» WHAT NEEDS TO BE DONE
The reply should hold every record, copied exactly.
BEGIN SOURCE RECORDS
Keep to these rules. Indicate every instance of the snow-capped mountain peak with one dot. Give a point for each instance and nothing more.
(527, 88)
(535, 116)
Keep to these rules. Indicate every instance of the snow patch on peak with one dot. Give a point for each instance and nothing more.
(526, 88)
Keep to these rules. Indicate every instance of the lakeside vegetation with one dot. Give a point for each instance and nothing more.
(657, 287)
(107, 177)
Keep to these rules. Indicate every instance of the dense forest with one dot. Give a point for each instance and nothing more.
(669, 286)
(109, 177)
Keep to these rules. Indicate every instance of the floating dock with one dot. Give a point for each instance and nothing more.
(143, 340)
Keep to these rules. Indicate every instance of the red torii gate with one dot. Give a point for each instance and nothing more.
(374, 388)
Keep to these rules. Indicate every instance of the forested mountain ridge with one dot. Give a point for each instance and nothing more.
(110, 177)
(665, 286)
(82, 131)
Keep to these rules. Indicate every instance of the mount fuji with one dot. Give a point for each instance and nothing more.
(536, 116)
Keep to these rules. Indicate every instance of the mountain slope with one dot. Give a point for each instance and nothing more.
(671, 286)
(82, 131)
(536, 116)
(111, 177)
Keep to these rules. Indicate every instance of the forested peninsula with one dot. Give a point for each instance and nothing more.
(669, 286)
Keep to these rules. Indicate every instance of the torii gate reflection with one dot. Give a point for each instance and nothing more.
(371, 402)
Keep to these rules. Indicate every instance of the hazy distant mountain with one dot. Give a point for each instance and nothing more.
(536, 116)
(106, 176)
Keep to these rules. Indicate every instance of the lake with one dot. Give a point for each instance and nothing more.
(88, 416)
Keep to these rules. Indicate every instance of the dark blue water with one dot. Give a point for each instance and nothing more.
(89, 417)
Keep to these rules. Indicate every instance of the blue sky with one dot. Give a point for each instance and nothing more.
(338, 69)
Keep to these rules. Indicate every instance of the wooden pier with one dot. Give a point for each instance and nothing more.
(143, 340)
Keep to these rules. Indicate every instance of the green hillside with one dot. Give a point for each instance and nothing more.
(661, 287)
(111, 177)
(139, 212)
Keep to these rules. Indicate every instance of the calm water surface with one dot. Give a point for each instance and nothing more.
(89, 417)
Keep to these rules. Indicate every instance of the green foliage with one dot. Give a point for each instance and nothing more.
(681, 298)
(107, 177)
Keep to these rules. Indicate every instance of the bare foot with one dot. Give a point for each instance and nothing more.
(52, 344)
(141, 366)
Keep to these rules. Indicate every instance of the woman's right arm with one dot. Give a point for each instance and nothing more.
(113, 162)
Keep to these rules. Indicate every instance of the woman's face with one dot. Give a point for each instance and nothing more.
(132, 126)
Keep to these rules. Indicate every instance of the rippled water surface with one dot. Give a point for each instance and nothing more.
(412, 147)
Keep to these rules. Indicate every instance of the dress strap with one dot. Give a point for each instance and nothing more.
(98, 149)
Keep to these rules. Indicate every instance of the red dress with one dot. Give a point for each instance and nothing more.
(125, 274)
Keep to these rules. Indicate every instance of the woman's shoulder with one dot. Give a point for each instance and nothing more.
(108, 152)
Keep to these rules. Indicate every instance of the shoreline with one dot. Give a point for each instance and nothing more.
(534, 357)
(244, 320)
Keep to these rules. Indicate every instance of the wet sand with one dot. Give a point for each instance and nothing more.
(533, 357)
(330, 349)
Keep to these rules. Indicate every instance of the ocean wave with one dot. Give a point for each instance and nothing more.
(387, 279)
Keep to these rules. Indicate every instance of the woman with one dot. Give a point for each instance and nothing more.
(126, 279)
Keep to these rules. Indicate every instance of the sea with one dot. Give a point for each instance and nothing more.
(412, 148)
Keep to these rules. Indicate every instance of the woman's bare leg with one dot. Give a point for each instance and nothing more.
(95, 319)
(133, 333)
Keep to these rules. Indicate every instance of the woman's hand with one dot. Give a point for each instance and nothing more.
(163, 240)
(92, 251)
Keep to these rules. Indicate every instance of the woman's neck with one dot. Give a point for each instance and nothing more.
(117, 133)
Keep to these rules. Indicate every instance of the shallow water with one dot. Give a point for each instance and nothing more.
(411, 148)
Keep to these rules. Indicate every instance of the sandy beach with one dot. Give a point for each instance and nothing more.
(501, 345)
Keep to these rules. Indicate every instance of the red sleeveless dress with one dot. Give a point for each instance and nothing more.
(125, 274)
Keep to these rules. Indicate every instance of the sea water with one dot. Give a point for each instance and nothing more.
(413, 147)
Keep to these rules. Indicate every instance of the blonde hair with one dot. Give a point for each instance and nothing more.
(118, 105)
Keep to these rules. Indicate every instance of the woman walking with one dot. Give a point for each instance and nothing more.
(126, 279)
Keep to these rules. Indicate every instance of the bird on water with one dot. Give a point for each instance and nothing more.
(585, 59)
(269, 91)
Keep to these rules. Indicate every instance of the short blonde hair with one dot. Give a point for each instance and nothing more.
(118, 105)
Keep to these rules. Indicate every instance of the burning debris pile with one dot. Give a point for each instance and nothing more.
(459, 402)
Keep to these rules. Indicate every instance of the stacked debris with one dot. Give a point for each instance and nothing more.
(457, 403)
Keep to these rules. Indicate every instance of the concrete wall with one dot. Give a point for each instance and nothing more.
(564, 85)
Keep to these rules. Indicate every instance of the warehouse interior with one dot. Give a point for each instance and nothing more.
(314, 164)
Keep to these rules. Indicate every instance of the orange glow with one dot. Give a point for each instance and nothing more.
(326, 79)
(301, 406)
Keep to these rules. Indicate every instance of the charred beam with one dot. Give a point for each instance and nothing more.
END SOURCE RECORDS
» RESULT FOR THIS EXERCISE
Keep to these rules. Indicate every instance of the snow-capped mountain peak with one dot. Give a point for each instance and nothing more.
(527, 88)
(535, 116)
Keep to these rules. Indicate every instance of the snow patch on peak with one dot. Give a point for each instance and nothing more.
(526, 88)
Keep to these rules. Indicate every instance of the lakeside vegetation with one dot. Give a point for each instance and nothing more.
(657, 287)
(107, 177)
Keep to these rules. Indicate every instance of the dense forest with one dot. Give a point for each instance and nothing more.
(669, 286)
(109, 177)
Keep to these rules. Indicate every instance of the floating dock with one dot. Give a point for each instance and nothing more.
(143, 340)
Keep to these rules. Indicate every instance of the red torii gate with one dot. Give a point for each instance and nothing more.
(374, 388)
Keep to these rules. Indicate every instance of the forested mountain ridge with one dot. Give a point for each instance and nothing more.
(110, 177)
(665, 286)
(82, 131)
Keep to these rules. Indicate every instance of the mount fuji with one dot. Give a point for each instance and nothing more.
(536, 116)
Keep to these rules. Indicate every instance of the mountain slope with one dot. Give a point for each instance and nothing more.
(671, 286)
(82, 131)
(536, 116)
(111, 177)
Keep to these rules. Indicate every instance of the forested peninsula with one dot. Give a point for each instance and nothing more.
(669, 286)
Keep to these rules. Indicate every instance of the torii gate reflection with one dot. Give a point for each instance and nothing more.
(371, 402)
Keep to these rules. Indicate every instance of the hazy distant mountain with one dot. Give a point for each instance and nothing more.
(536, 116)
(106, 176)
Keep to these rules. Indicate every instance of the lake with one dot. Give a point for each instance and nothing more.
(88, 416)
Keep to these rules. Indicate every instance of the dark blue water with one dot. Give a point for each instance and nothing more.
(89, 417)
Keep to these rules. Indicate every instance of the blue sky with one dot. Give a point for each instance and nothing more.
(338, 69)
Keep to these rules. Indicate every instance of the wooden pier with one dot. Give a point for each instance and nothing more.
(143, 340)
Keep to these rules. Indicate every instance of the green hillside with one dot. Give a point for each instance and nothing more.
(661, 287)
(111, 177)
(139, 212)
Keep to these rules. Indicate every instance of the calm water surface with one dot. Give a point for each instance and nothing more.
(89, 417)
Keep to these rules. Indicate every instance of the green foliage with one dot. Give a point for each instance and nothing more.
(681, 298)
(107, 177)
Keep to these rules. Indicate every instance of the bare foot with one dot. Give a point for each instance and nothing more.
(52, 344)
(141, 366)
Keep to these rules. Indicate every instance of the woman's right arm with one dot. Give a point for each instance and nothing more.
(113, 162)
Keep to these rules. Indicate every instance of the woman's face with one dot. Give a point for each instance and nothing more.
(132, 126)
Keep to these rules. Indicate every instance of the rippled water surface with one dot. Give a point for each instance and nothing more.
(412, 147)
Keep to these rules. Indicate every instance of the dress strap with one dot. Give a point for each instance and nothing more.
(98, 149)
Keep to these rules. Indicate every instance of the red dress with one dot. Give a point for each instance and nothing more.
(125, 274)
Keep to these rules. Indicate every instance of the woman's shoulder with one dot. Give a point for each instance and nothing more.
(108, 152)
Keep to these rules. Indicate every instance of the shoreline with one dot. Give a point for each instance and nothing more.
(534, 357)
(244, 320)
Keep to these rules. Indicate every instance of the wet sand with one dot. Give a point for each instance and nothing more.
(533, 357)
(330, 349)
Keep to these rules. Indicate every instance of the ocean wave with one dot. Give a point for each instance and nothing more.
(387, 279)
Keep to these rules. Indicate every instance of the woman with one dot. Give a point for each instance and nothing more.
(126, 279)
Keep to these rules. Indicate every instance of the sea with one dot. Give a point for each instance and nothing more.
(412, 148)
Keep to these rules. Indicate every instance of the woman's bare leg with one dot. Give a point for each instance and nothing more.
(95, 319)
(133, 333)
Keep to these rules. Indicate every instance of the woman's hand with one dot. Give a point for each instance and nothing more.
(163, 240)
(92, 251)
Keep to these rules. Indicate every instance of the woman's neck with one dot. Give a point for each instance and nothing more.
(117, 133)
Keep to these rules. Indicate every instance of the shallow water with one dot. Give a point for each instance and nothing more.
(411, 148)
Keep to these rules. Indicate every instance of the sandy beach with one dot. Give a point for each instance and nothing more.
(501, 345)
Keep to these rules. Indicate every instance of the red sleeveless dress with one dot. Give a point for each instance and nothing more.
(125, 274)
Keep to these rules. Indicate every instance of the sea water with one dot. Give a point for each instance and nothing more.
(413, 147)
Keep to these rules. Indicate every instance of the blonde hair with one dot. Give a point for each instance and nothing more.
(118, 105)
Keep to these rules. Indicate every instance of the woman walking with one dot. Give a point for each instance and nothing more.
(126, 279)
Keep to these rules. Indicate every instance of the bird on water with one dot. Give a point for each instance and nothing more.
(585, 59)
(269, 91)
Keep to these rules. Indicate every instance of the short blonde hair with one dot. Give a point for each instance and nothing more.
(118, 105)
Keep to these rules. Indicate every instance of the burning debris pile with one dot. Give a point for each instance and nothing more.
(459, 402)
Keep to these rules. Indicate every instance of the stacked debris with one dot. Give a point for each instance and nothing more.
(457, 403)
Keep to these rules. Indicate every instance of the concrete wall with one dot. Give a point for each instance and nothing more.
(564, 85)
Keep to these rules. Indicate every instance of the warehouse interior with one dot. Give a point for each instance and nothing more.
(314, 164)
Keep to these rules. Indicate every instance of the orange glow with one dot. Give a point for each instance and nothing more.
(326, 79)
(301, 406)
Keep to these rules. Indicate every instance of the charred beam with one dot. Give a point for each instance and nothing more.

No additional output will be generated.